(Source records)
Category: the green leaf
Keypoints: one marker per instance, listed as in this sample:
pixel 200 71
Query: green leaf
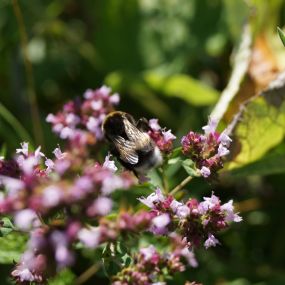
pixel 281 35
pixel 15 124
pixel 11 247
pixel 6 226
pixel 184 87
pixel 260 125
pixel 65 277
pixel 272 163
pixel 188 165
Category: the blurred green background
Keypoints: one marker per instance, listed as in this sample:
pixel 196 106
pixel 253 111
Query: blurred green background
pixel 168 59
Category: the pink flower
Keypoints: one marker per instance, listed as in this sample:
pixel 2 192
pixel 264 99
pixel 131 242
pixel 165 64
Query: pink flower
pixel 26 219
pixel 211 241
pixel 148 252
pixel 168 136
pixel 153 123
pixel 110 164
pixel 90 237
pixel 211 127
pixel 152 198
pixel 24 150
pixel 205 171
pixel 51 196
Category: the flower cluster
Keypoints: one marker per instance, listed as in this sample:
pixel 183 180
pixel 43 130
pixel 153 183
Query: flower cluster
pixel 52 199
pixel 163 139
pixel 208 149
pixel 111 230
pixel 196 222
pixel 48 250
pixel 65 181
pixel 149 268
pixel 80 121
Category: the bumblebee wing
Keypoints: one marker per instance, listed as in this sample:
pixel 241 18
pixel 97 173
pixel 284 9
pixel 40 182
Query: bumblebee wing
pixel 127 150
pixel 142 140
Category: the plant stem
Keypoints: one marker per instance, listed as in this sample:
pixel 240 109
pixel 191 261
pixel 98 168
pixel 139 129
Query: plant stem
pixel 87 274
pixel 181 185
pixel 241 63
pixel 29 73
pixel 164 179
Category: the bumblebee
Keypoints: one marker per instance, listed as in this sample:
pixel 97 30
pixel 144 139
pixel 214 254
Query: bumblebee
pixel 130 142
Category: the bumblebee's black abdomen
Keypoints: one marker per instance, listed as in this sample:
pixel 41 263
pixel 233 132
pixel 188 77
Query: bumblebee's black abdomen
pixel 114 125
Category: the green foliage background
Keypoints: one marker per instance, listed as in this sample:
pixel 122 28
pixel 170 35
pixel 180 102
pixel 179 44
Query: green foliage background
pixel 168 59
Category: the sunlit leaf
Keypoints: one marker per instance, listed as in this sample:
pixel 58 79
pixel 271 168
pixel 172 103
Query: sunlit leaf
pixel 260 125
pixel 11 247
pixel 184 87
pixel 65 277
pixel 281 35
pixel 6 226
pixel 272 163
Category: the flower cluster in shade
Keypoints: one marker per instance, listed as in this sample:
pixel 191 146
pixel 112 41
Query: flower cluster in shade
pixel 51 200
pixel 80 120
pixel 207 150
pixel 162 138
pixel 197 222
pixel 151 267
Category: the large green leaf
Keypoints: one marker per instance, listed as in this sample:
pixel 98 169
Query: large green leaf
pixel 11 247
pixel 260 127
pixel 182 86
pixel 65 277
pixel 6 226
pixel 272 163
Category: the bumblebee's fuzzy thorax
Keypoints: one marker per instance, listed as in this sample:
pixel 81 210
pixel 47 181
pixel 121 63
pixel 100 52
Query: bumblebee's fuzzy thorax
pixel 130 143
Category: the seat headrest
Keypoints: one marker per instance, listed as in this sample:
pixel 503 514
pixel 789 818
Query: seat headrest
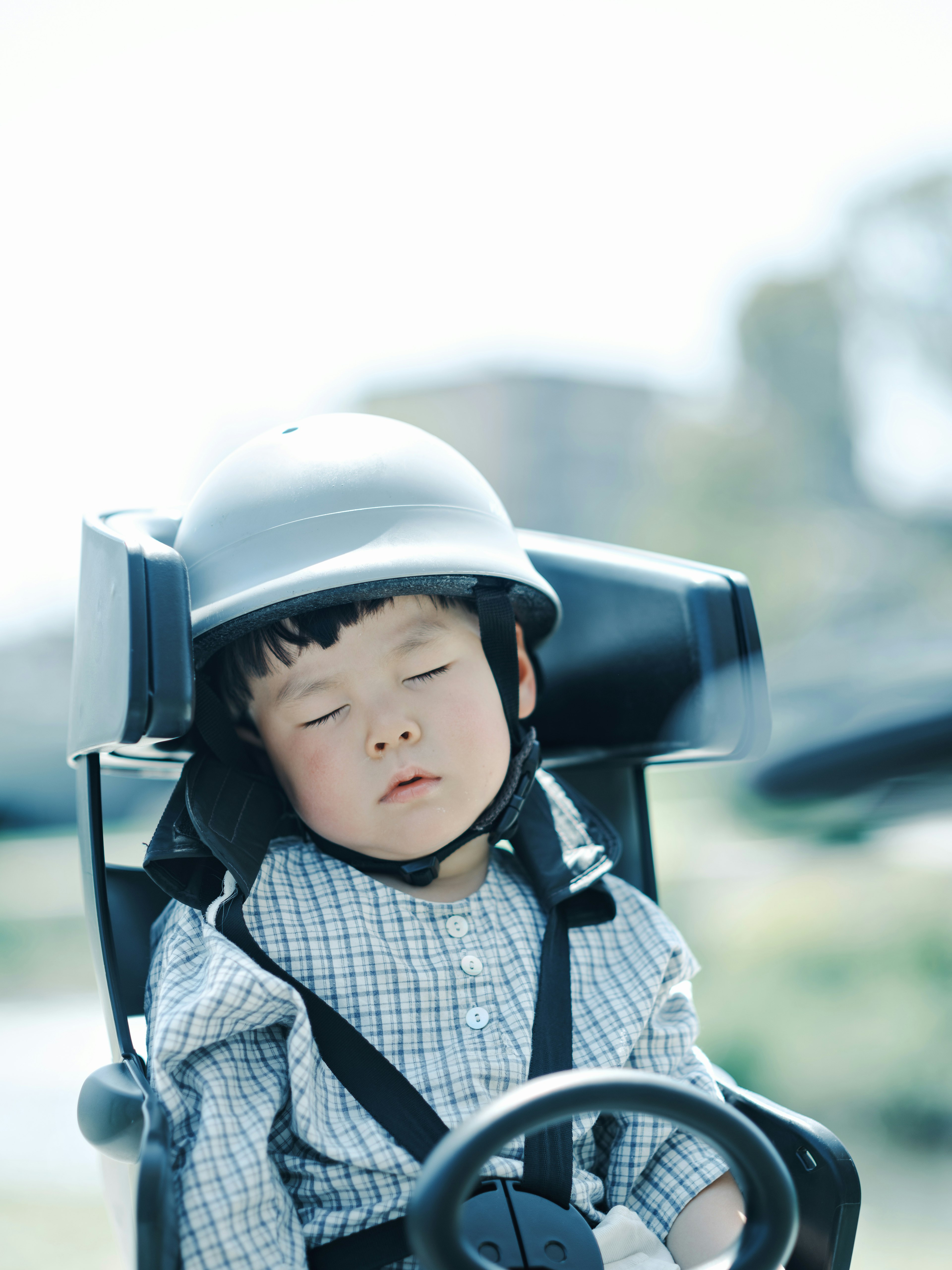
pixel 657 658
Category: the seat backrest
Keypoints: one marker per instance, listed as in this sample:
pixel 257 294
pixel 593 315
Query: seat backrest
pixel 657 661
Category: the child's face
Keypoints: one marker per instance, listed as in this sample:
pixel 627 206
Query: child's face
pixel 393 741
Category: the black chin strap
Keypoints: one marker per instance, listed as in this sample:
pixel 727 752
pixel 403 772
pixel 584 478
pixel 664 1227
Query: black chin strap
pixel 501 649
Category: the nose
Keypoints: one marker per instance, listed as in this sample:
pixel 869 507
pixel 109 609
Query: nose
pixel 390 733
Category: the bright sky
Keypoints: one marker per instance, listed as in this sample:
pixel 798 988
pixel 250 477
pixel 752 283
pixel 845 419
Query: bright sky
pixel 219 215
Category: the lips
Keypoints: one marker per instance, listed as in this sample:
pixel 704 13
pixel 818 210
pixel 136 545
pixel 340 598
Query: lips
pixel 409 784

* Your instructions
Exact copy, no pictures: reproduce every record above.

* Result of this task
Category: the green leaf
Keypoints: one marker per instance, listed as in this sample:
pixel 200 71
Query: green leaf
pixel 281 35
pixel 15 124
pixel 11 247
pixel 6 226
pixel 184 87
pixel 260 125
pixel 65 277
pixel 272 163
pixel 188 165
Category: the blurred green background
Keypoints: one marker per instance, listed as in this sample:
pixel 196 106
pixel 253 111
Query: blurred green background
pixel 168 59
Category: the pink flower
Keypoints: one marker per instance, listed as in this sample:
pixel 2 192
pixel 264 99
pixel 131 242
pixel 165 64
Query: pink flower
pixel 26 219
pixel 211 241
pixel 148 252
pixel 168 136
pixel 153 123
pixel 110 164
pixel 90 237
pixel 211 127
pixel 152 198
pixel 24 150
pixel 205 171
pixel 51 196
Category: the flower cluster
Keypoints: one marker per instance, listed as in this sample:
pixel 183 180
pixel 43 130
pixel 153 183
Query: flower cluster
pixel 52 199
pixel 163 139
pixel 208 149
pixel 111 230
pixel 196 222
pixel 48 250
pixel 65 181
pixel 149 268
pixel 80 121
Category: the bumblebee wing
Keypoints: one marker per instance, listed as in this sample:
pixel 241 18
pixel 97 173
pixel 284 9
pixel 40 182
Query: bumblebee wing
pixel 127 150
pixel 142 140
Category: the plant stem
Keypoints: one marker per instance, listed as in this sample:
pixel 240 109
pixel 191 261
pixel 98 168
pixel 139 129
Query: plant stem
pixel 87 274
pixel 181 185
pixel 241 63
pixel 29 73
pixel 164 179
Category: the bumblebee
Keypoints: one marker per instance, listed as in this sample:
pixel 97 30
pixel 144 139
pixel 214 254
Query: bumblebee
pixel 130 142
Category: the bumblebee's black abdomen
Keypoints: one marker per instance, listed as in this sample:
pixel 41 263
pixel 233 132
pixel 188 77
Query: bumblebee's black abdomen
pixel 114 125
Category: the green foliage background
Keypoints: one marker per instance, listed as in this sample:
pixel 122 28
pixel 170 35
pixel 180 102
pixel 179 44
Query: green foliage background
pixel 168 59
Category: the sunlit leaf
Keypoints: one marker per instance, listed as in this sample:
pixel 58 79
pixel 271 168
pixel 172 103
Query: sunlit leaf
pixel 260 125
pixel 11 247
pixel 184 87
pixel 65 277
pixel 281 35
pixel 6 226
pixel 272 163
Category: the flower cluster in shade
Keypoints: one marker per instance, listed as in this sample:
pixel 191 146
pixel 112 41
Query: flower cluster in shade
pixel 51 200
pixel 80 120
pixel 207 150
pixel 162 138
pixel 197 222
pixel 151 267
Category: the large green leaf
Keypoints: one marker per instance, listed as in this sample:
pixel 98 169
Query: large green leaf
pixel 11 247
pixel 260 127
pixel 182 86
pixel 65 277
pixel 6 226
pixel 272 163
Category: the bumblebee's fuzzy thorax
Keypoints: one marker per instance, listed as in this sample:
pixel 81 210
pixel 47 181
pixel 121 63
pixel 100 52
Query: bumblebee's fuzzy thorax
pixel 130 143
Category: the seat headrest
Keypoints: one marker per instance, listed as in this sample:
pixel 503 514
pixel 789 818
Query: seat headrest
pixel 657 658
Category: the seat backrest
Keypoints: one marker per instance, listed as in this sample:
pixel 257 294
pixel 593 315
Query: seat backrest
pixel 657 661
Category: the child's face
Keypoints: one marker per instance, listed as in this sample:
pixel 627 206
Query: child's face
pixel 393 741
Category: the black chin strap
Keypoints: one marker per instance, listed as in this sample:
pixel 727 752
pixel 403 772
pixel 584 478
pixel 664 1227
Query: black chin strap
pixel 501 649
Category: the nose
Keypoints: one marker per instance, listed as in this sample:
pixel 869 507
pixel 109 609
Query: nose
pixel 390 733
Category: the bright sky
Keypoints: one marker per instance, listed as in this sample:
pixel 798 988
pixel 250 477
pixel 752 283
pixel 845 419
Query: bright sky
pixel 219 215
Category: the lips
Keypoints: one marker per instance, listed as in this sample:
pixel 704 13
pixel 818 210
pixel 136 545
pixel 340 598
Query: lips
pixel 409 784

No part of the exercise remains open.